-- YOUR INSTRUCTIONS --
Set out every line of the entries below as a Markdown table with two columns, Row and Entry text. Number each line in order, and omit any blank lines.

-- MATERIAL PROVIDED --
# # # # #
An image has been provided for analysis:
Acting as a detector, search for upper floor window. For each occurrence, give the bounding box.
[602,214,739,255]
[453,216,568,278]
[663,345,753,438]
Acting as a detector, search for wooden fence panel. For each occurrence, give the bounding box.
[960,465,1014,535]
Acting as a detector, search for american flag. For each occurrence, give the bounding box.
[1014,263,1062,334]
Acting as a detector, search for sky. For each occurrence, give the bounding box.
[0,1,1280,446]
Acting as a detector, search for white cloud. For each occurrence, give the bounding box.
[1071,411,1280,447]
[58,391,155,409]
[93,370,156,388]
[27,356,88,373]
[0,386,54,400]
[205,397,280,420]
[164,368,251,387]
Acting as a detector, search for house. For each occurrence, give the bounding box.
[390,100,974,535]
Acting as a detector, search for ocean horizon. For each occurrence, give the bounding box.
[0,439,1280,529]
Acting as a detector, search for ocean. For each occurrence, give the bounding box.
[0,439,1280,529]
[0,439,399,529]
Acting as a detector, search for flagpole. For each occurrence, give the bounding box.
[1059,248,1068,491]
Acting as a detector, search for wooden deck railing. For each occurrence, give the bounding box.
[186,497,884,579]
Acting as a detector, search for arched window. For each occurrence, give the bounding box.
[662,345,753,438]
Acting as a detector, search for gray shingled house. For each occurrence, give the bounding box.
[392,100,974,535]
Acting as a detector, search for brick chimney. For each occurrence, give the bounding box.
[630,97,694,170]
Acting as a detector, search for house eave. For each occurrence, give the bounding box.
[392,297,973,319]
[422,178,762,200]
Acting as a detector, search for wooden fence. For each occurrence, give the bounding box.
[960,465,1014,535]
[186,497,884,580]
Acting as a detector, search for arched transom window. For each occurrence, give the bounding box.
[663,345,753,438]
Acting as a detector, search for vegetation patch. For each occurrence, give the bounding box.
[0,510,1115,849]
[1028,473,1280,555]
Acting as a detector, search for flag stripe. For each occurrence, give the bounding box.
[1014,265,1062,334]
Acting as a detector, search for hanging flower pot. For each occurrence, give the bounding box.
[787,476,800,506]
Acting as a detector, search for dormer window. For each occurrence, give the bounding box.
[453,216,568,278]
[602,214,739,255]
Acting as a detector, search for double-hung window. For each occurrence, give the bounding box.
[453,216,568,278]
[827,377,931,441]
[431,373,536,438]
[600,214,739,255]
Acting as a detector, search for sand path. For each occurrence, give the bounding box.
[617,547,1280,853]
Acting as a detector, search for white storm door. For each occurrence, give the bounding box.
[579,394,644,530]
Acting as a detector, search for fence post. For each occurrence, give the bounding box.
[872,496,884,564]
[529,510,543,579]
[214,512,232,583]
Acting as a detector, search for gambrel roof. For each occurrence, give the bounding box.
# # # # #
-- WRITTEN RESPONSE --
| Row | Entry text |
|---|---|
| 1 | An image has been provided for analysis: |
| 2 | Acting as a detector, search for upper floor window. For each occurrence, give the bounding box. |
| 3 | [602,214,739,255] |
| 4 | [453,216,568,278] |
| 5 | [663,345,753,438] |
| 6 | Acting as a detector, search for wooden fence panel. For each occurrence, give the bounding box. |
| 7 | [960,465,1014,535] |
| 8 | Acting as a detector, search for american flag. For each occurrence, give the bounding box. |
| 9 | [1014,263,1062,334] |
| 10 | Acting as a detector, search for sky. For each occurrence, give the bounding box. |
| 11 | [0,1,1280,446] |
| 12 | Acting as a detector, search for white cloud. For each occurrence, give the bounding box. |
| 13 | [1071,411,1280,447] |
| 14 | [58,391,155,409] |
| 15 | [93,370,156,388] |
| 16 | [27,356,88,373] |
| 17 | [0,386,54,400] |
| 18 | [205,397,280,420] |
| 19 | [164,368,251,387] |
| 20 | Acting as a detector, search for house. For each occurrence, give the bounding box. |
| 21 | [390,100,974,535] |
| 22 | Acting as a detector, search for ocean horizon. For each occurrence, give the bounding box. |
| 23 | [0,439,1280,529] |
| 24 | Acting as a detector, search for ocean. For each occurrence, give the bounding box. |
| 25 | [0,439,1280,529] |
| 26 | [0,439,399,529] |
| 27 | Acting as a detector, search for flagpole. For each occurrence, give the bounding box. |
| 28 | [1059,248,1068,491] |
| 29 | Acting as a detector, search for wooden deck railing. For each occurrence, give the bounding box. |
| 30 | [186,497,884,579] |
| 31 | Acting as a detector, search for arched window. For each occurrence, give the bounding box. |
| 32 | [662,345,753,438] |
| 33 | Acting as a detector, search for gray shingled house. For each occurrence, give the bounding box. |
| 34 | [392,100,974,535] |
| 35 | Acting as a detector, search for brick chimney. For each occurrence, give the bounding box. |
| 36 | [630,97,694,170] |
| 37 | Acting as a detector, search for house eave. For each occurrence, give the bounding box. |
| 38 | [392,297,973,319] |
| 39 | [422,178,762,200] |
| 40 | Acting as a detector, search for wooden fence. For each occurrence, give the bounding box. |
| 41 | [960,465,1014,535] |
| 42 | [186,497,884,580] |
| 43 | Acting as a detector, search for arched transom window. For each occurrence, give the bounding box. |
| 44 | [663,345,753,438] |
| 45 | Acting as a detector, search for vegetation patch. For each occurrence, give the bounding box. |
| 46 | [0,510,1115,849] |
| 47 | [1028,473,1280,555] |
| 48 | Acting as a detector, search for flag stripe. For each occurrence, give the bounding box. |
| 49 | [1014,265,1062,334] |
| 50 | Acting as a detector, search for hanging flower pot. For each occurrence, give the bounding box. |
| 51 | [787,476,800,506] |
| 52 | Acting as a detector, search for dormer window. For each occurrence, give the bounding box. |
| 53 | [453,216,568,278] |
| 54 | [602,214,739,255] |
| 55 | Acting as a detector, search for double-hung window. For each occurrence, give the bounding box. |
| 56 | [453,216,568,278] |
| 57 | [827,377,931,441] |
| 58 | [431,373,536,438] |
| 59 | [600,214,739,255] |
| 60 | Acting as a detector, search for sand path. For each occurrence, give the bounding box. |
| 61 | [617,547,1280,853] |
| 62 | Acting as a detector, search for white storm door. For each occurrence, give the bounding box. |
| 63 | [579,394,644,530] |
| 64 | Acting as a detector, search for fence post. For each occurrence, give the bounding box. |
| 65 | [872,496,884,564] |
| 66 | [529,510,543,579] |
| 67 | [214,512,232,583] |
| 68 | Acting as a detector, search for gambrel roof. For each occurrence, give the bounding box. |